> _EXTRAIT SOURCE_

+===+

Ce film patriotique suggérant que les Soviétiques doivent être fiers de leur armée et de leur état, oppose le professionnalisme des marins soviétiques à l'irresponsabilité des Américains, une bande de cowboys, comme les aviateurs qui jouent au poker dans leurs cockpits, ou le commandant du sous-marin, un vrai fauteur de guerre, qui joue avec des missiles.

Le film est bien réalisé sur le plan technique, sauf que les nécessités du tournage ont conduit à certains tours de passe-passe, habituels dans tous les films d'aviation. La Flotte soviétique a prêté à la production quelques uns de ses avions et étale sa force avec le porte-aéronefs "Kiev", le croiseur nucléaire "Kirov", lancé en 1977, plus quelques autres destroyers type Kashin et type Kotlin. Le sous-marin américain est un bâtiment soviétique de la classe Victor I.

Ce film connut un grand succès en URSS avec plus de 33 millions de spectateurs. Sa popularité, malgré des personnages assez atones, tient sans doute, à ce qu'il fait une large place à la vie privée des militaires, sans tomber dans la pure propagande. Il est en outre servi par une bonne réalisation et des acteurs qui jouent correctement leur rôles.

 

Les avions du film :

Le premier aéronef, vu au début du film, lors du générique, est un Tupolev Tu-16 qui est l'avion principal du film. Puis, vraisemblablement sur la base d'Ostrov, plusieurs Tupolev Tu-16A Badger sont en cours de ravitaillement (dont le n° 19). Quand Skiba discute avec son jeune coéquipier, sur le fuselage, on peut voir la tourelle supérieure DT-V7 armée de deux canons AM-23, son capotage ayant été enlevé.

Le général Pavlov et Volk embarquent à bord du Tu-16A n°17. On voit ainsi l'équipage monter en deux groupes, les deux mitrailleurs dans le compartiment arrière et les quatre autres membres (pilote, copilote, navigateur, radio-mitrailleur) à l'avant. On remarquera le siège rehaussable de ce dernier lui permettant d'observer les alentours à travers le dôme transparent, situé au dessus de lui. Le numéro "17" devient le "21" au roulage, puis de nouveau le "17", juste avant de s'aligner sur la piste. Quand il atterrira en catastrophe, vers la fin du film, il sera devenu le "55" et le "86" à l'arrêt ! Quatre avions différents ont donc été filmés. On notera aussi que quand l'équipage embarque, il y a de la neige sur le tarmac, alors que quand il décolle, il y a des fleurs dans l'herbe qui borde la piste….

+===+

> _DONNÉES PRÉSENTÉES_

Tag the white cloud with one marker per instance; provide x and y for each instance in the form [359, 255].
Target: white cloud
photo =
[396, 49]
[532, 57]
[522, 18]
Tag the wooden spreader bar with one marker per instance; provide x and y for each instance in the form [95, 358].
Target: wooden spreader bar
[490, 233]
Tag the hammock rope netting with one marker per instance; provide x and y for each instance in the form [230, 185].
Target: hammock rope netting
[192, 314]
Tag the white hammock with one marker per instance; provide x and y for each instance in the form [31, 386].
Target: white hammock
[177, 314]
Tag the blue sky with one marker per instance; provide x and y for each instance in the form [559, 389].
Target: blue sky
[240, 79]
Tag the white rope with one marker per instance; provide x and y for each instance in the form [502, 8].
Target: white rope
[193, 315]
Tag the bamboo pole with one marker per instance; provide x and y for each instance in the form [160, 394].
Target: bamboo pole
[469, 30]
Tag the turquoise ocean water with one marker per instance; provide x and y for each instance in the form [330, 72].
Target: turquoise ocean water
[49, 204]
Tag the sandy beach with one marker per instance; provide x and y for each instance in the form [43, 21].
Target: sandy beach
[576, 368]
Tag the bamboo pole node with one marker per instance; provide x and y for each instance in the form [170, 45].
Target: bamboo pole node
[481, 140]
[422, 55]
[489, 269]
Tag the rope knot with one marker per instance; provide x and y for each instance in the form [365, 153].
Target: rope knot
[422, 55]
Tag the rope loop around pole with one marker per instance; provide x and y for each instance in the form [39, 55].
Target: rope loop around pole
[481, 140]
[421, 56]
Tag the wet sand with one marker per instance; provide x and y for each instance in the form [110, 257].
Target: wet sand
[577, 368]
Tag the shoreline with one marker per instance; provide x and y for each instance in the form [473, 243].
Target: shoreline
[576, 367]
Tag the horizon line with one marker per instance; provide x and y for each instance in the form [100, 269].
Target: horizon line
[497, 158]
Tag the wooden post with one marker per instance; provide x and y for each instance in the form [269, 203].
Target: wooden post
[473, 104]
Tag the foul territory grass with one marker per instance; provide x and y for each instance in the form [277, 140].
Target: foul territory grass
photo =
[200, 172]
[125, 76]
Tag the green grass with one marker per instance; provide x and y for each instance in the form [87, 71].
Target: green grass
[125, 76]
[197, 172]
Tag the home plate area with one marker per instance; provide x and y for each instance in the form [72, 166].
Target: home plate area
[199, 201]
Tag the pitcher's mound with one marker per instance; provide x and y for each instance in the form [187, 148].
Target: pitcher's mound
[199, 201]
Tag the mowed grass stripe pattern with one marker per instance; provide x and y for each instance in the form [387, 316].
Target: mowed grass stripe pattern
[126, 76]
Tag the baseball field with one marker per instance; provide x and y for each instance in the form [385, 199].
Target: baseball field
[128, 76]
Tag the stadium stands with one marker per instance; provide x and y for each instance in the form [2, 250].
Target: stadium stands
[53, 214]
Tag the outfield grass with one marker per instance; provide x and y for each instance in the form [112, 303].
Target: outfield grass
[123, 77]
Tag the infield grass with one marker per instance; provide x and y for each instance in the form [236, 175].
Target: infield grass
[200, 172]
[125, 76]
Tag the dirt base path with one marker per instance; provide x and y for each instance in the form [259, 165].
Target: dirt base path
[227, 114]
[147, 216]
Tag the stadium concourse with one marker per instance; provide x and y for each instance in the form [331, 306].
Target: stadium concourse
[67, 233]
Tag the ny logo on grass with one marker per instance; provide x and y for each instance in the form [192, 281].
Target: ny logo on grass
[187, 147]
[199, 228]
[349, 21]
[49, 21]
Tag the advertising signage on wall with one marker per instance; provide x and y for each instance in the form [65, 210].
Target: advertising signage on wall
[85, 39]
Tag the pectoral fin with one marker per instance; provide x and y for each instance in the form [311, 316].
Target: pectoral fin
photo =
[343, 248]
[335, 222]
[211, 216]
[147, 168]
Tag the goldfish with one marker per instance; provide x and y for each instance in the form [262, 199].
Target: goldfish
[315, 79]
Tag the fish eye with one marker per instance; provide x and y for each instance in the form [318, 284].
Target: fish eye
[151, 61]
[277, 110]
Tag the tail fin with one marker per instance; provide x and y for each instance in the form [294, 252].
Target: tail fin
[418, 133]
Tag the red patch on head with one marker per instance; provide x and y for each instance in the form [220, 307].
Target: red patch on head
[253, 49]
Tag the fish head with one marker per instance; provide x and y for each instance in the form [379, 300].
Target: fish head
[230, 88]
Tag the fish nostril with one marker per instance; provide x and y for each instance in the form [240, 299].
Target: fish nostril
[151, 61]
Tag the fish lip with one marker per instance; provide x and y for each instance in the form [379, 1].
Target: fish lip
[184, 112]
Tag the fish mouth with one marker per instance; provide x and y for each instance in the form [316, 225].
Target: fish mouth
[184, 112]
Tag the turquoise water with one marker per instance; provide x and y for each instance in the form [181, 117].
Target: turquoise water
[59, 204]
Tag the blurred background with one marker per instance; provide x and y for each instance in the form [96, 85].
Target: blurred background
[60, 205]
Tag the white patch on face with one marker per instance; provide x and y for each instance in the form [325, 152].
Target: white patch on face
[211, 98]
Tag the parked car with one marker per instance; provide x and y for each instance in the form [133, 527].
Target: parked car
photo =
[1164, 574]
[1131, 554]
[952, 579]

+===+

> _CONSIGNES À SUIVRE_
A – Recopiez l'extrait sur le film, de "Le général Pavlov" jusqu'à "borde la piste….".
B – Résumez en deux phrases l'extrait sur le film.

> _RÉPONSES PAR CONSIGNE_
A –
Le général Pavlov et Volk embarquent à bord du Tu-16A n°17. On voit ainsi l'équipage monter en deux groupes, les deux mitrailleurs dans le compartiment arrière et les quatre autres membres (pilote, copilote, navigateur, radio-mitrailleur) à l'avant. On remarquera le siège rehaussable de ce dernier lui permettant d'observer les alentours à travers le dôme transparent, situé au dessus de lui. Le numéro "17" devient le "21" au roulage, puis de nouveau le "17", juste avant de s'aligner sur la piste. Quand il atterrira en catastrophe, vers la fin du film, il sera devenu le "55" et le "86" à l'arrêt ! Quatre avions différents ont donc été filmés. On notera aussi que quand l'équipage embarque, il y a de la neige sur le tarmac, alors que quand il décolle, il y a des fleurs dans l'herbe qui borde la piste….

B – Ce film patriotique soviétique oppose le professionnalisme des marins soviétiques à l'irresponsabilité des Américains, et il a attiré plus de 33 millions de spectateurs en URSS. La Flotte soviétique a prêté des avions au tournage et y montre plusieurs de ses navires, tandis que les numéros changeants du Tu-16A révèlent que quatre avions différents ont été filmés.